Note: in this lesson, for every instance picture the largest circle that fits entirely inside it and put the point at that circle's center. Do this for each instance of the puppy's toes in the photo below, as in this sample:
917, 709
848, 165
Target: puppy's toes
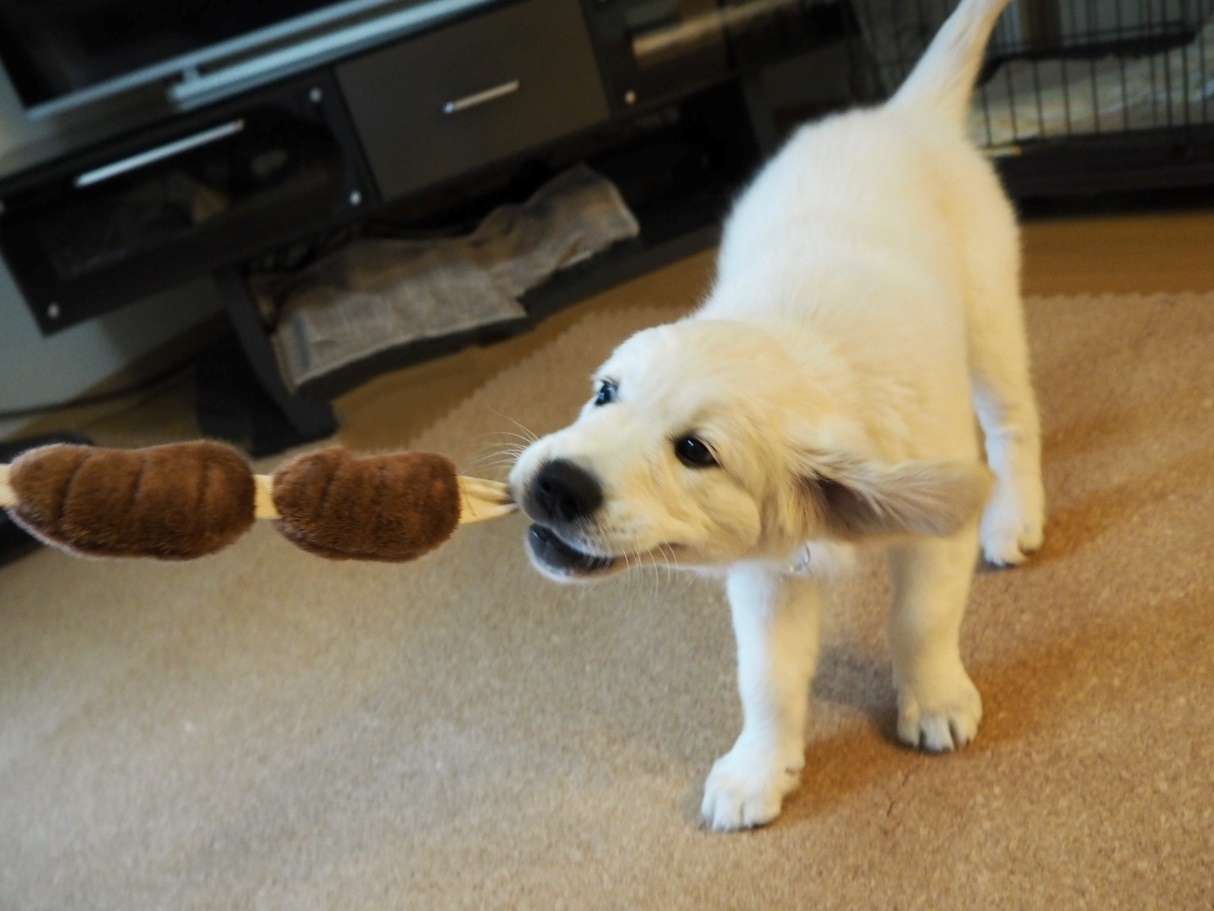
747, 790
942, 723
1008, 536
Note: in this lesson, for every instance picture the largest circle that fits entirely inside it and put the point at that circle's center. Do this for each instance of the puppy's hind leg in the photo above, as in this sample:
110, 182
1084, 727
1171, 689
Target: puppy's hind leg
939, 706
1013, 522
776, 620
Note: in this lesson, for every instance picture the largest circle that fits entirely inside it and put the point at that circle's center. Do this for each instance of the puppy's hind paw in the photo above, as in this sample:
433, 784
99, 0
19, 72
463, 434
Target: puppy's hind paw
747, 790
1008, 539
941, 725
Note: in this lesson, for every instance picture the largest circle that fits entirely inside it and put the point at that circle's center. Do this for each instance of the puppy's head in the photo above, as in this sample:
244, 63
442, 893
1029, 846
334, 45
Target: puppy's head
705, 442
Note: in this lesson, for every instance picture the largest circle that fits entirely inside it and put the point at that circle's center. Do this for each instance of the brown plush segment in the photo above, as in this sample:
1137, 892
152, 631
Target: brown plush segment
172, 502
391, 508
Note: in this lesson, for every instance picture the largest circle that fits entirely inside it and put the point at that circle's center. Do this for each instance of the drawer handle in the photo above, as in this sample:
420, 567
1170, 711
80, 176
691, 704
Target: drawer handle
158, 154
471, 101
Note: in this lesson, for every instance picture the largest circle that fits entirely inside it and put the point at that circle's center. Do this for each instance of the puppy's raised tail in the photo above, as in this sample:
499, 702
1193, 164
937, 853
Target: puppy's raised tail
943, 79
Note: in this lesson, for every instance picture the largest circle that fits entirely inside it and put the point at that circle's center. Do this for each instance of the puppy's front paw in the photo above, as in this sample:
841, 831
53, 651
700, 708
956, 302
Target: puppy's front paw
943, 720
748, 785
1011, 528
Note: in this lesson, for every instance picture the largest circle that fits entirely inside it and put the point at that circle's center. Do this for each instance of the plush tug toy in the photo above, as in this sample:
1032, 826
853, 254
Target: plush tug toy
185, 501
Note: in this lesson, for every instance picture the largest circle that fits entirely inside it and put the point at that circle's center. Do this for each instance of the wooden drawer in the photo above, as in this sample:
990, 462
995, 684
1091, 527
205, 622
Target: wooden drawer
465, 95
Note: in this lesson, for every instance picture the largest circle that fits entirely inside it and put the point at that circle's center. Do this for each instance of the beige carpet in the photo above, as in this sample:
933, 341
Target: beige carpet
267, 730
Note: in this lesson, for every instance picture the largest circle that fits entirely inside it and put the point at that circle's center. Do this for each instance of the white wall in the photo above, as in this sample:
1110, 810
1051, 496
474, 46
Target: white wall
35, 368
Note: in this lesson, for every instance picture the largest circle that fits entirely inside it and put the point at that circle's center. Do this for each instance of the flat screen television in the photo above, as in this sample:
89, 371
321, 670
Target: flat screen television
64, 54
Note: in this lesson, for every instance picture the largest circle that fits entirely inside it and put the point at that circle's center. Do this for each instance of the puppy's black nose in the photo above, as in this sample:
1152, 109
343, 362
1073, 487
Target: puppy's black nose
563, 492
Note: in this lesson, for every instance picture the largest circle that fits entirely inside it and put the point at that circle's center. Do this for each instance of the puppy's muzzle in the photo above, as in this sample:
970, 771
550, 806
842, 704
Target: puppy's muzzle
561, 497
562, 493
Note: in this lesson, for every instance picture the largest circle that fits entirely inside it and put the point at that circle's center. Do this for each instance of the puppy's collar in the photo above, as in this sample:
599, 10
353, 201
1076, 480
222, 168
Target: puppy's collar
800, 564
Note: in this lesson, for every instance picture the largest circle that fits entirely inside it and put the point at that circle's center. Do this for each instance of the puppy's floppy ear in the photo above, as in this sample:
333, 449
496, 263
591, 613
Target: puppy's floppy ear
855, 498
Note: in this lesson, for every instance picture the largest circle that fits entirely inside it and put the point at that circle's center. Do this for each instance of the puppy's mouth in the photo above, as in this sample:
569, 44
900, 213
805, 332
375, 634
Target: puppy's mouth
561, 559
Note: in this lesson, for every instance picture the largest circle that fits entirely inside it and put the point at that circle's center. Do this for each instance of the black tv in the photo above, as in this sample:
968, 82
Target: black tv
64, 54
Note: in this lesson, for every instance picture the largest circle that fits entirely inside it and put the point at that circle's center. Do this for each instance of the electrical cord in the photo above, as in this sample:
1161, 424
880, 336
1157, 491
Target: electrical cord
101, 397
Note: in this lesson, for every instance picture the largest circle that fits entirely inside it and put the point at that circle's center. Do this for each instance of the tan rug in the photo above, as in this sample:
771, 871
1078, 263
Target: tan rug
267, 730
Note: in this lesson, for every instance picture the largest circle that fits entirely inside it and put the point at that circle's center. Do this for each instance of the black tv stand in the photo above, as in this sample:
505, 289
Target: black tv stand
438, 114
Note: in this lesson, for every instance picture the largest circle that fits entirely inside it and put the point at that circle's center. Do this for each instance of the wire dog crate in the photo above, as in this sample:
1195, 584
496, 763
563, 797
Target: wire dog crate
1077, 95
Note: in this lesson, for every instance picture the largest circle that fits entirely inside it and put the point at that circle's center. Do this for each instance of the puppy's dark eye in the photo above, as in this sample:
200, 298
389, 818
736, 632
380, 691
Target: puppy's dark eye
693, 453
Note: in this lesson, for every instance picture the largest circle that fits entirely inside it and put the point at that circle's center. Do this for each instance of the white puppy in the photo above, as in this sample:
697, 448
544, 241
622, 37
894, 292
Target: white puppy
866, 305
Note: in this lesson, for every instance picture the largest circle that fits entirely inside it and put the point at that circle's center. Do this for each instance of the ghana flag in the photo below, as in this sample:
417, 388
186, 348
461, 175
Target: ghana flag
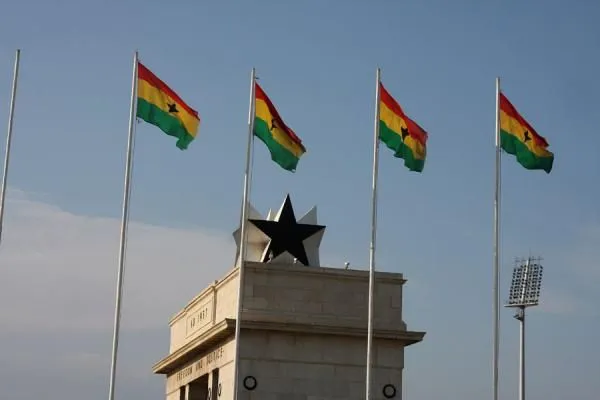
519, 138
400, 133
158, 105
285, 147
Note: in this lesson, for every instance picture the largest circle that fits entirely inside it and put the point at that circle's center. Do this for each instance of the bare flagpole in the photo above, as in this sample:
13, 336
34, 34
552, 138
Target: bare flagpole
9, 138
373, 236
124, 222
243, 232
496, 270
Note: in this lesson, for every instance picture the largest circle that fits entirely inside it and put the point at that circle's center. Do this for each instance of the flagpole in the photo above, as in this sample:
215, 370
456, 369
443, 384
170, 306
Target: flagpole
243, 231
496, 269
9, 138
373, 235
124, 223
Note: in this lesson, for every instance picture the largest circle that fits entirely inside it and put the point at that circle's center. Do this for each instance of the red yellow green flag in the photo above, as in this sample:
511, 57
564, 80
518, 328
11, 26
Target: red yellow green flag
519, 138
400, 133
158, 105
285, 147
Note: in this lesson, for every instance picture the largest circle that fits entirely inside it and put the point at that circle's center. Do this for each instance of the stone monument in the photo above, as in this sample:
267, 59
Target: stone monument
303, 326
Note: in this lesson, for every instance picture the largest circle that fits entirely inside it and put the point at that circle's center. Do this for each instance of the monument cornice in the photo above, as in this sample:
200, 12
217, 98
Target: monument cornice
337, 273
226, 328
406, 337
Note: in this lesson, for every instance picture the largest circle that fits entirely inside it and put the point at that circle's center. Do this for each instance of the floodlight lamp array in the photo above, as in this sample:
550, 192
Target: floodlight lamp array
526, 283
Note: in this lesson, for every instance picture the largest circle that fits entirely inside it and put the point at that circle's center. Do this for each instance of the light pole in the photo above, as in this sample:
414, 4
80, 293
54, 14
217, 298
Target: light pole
524, 292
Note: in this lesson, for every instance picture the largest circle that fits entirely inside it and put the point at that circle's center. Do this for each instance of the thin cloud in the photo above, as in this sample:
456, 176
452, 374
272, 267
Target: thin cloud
59, 269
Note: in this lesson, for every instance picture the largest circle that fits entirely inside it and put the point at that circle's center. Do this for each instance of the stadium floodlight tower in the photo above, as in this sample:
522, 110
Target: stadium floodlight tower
524, 292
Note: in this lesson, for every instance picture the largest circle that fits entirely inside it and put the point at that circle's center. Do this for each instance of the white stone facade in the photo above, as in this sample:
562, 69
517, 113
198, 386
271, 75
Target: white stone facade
303, 336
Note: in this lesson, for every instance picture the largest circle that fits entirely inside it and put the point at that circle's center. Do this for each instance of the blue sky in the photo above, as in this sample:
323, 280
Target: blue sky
317, 60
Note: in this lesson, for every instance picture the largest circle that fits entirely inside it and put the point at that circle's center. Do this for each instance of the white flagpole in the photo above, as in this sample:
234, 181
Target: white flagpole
496, 270
373, 235
124, 222
243, 231
9, 138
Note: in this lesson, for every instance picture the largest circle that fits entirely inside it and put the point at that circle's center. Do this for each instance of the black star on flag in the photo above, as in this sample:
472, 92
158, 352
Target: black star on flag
173, 108
286, 234
404, 132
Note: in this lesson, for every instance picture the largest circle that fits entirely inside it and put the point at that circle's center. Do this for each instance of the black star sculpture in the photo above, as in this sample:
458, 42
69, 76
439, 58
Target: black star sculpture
286, 233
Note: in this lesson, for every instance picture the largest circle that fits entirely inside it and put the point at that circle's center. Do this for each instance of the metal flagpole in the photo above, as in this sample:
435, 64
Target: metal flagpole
373, 235
124, 221
9, 139
496, 270
243, 232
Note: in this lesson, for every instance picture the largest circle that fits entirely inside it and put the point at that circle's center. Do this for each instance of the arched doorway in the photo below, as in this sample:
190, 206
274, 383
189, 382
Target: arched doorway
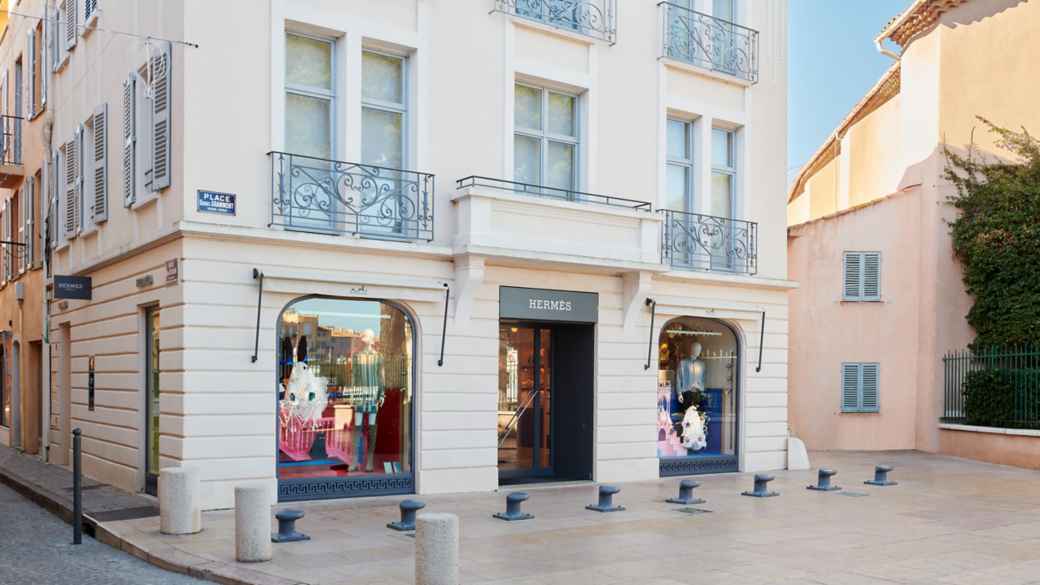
344, 388
698, 397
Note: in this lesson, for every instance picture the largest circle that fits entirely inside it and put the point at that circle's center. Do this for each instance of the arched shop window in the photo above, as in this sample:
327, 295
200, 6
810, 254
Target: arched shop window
344, 398
697, 397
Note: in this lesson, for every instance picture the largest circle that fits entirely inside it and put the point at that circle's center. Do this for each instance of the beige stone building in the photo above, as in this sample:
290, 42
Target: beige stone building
416, 246
881, 298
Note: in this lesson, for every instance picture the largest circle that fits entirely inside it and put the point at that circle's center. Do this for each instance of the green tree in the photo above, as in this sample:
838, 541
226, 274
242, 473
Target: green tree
996, 236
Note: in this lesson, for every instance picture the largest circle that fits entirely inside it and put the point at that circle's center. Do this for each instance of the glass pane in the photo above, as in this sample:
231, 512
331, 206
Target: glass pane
677, 197
527, 159
722, 152
721, 204
344, 390
527, 110
678, 140
382, 137
308, 125
308, 61
697, 389
383, 78
562, 115
561, 166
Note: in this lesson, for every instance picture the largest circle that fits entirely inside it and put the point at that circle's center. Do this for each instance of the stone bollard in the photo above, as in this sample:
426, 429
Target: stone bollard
437, 550
761, 487
513, 504
252, 524
606, 500
408, 510
881, 476
686, 493
180, 511
824, 481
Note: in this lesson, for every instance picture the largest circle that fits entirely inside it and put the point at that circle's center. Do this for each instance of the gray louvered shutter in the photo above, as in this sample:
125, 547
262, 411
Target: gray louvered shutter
100, 168
853, 275
71, 220
850, 387
70, 23
872, 276
161, 78
128, 142
868, 387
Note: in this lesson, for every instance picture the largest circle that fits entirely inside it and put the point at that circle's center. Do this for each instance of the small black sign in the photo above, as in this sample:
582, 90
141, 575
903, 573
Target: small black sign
75, 287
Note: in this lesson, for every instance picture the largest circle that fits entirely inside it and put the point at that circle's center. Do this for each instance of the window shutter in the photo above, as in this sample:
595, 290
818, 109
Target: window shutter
128, 141
850, 386
869, 387
872, 276
71, 193
853, 275
100, 177
161, 78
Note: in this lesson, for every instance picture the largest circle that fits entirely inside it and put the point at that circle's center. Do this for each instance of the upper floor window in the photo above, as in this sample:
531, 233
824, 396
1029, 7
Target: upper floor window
546, 138
384, 109
310, 96
861, 276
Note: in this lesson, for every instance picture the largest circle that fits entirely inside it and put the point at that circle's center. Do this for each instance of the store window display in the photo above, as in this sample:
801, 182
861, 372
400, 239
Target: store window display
697, 392
344, 389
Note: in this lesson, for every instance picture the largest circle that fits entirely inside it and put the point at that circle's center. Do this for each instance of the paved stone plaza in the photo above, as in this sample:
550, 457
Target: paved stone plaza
949, 520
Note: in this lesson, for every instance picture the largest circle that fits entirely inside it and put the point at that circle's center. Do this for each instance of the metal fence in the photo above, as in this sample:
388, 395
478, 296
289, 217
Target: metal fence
334, 197
592, 18
709, 43
1005, 383
707, 243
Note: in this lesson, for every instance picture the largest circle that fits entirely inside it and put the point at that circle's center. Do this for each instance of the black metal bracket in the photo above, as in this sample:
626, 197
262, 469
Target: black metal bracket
444, 326
761, 339
653, 313
257, 275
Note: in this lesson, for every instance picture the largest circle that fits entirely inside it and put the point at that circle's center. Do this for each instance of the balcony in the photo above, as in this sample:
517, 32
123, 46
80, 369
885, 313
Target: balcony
11, 170
709, 43
705, 243
543, 225
591, 18
337, 198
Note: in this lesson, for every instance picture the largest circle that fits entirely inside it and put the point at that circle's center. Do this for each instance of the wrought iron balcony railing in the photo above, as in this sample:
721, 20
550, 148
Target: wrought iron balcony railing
592, 18
552, 193
706, 243
322, 196
710, 43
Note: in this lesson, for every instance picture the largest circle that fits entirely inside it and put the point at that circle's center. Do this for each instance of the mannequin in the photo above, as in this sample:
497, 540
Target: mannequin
367, 373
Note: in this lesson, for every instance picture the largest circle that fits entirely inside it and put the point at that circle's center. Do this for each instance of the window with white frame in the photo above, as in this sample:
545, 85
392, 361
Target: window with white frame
310, 96
859, 386
546, 137
679, 194
861, 276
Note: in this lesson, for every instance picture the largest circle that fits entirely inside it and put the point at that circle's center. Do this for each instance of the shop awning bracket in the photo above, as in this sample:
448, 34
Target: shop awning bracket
257, 275
653, 313
444, 325
761, 338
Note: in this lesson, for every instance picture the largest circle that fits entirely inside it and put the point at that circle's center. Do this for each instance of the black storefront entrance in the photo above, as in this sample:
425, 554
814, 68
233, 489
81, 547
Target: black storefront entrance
546, 380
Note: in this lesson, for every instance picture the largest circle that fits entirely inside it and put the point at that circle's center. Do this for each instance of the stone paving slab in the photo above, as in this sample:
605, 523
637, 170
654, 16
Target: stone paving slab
949, 522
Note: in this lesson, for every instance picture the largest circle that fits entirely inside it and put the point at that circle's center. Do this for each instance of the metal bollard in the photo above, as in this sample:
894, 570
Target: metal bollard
606, 500
513, 512
686, 493
824, 481
77, 486
287, 527
761, 487
881, 476
408, 510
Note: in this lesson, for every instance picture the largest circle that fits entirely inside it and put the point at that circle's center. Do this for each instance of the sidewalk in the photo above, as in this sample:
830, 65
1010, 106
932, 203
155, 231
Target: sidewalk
947, 522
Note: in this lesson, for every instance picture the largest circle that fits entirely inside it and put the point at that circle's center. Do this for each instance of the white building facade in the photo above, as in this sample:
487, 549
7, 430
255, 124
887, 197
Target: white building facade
419, 246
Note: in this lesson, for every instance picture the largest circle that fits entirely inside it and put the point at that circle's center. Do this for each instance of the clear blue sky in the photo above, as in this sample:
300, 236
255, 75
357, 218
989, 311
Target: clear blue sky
832, 64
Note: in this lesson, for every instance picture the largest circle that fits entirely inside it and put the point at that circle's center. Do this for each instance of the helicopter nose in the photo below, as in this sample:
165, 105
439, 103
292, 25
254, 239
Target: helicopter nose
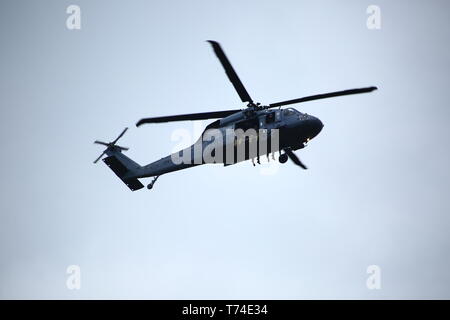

• _Given exercise_: Copy out every line above that contains the word "array".

• _Final answer_:
Note: in this lesson, for every instance picture the largest circle that fits entirely inside it and put the point at that circle's center. Do this for each instance of the floodlight lamp array in the photo above, as in this sample:
Target: floodlight lamp array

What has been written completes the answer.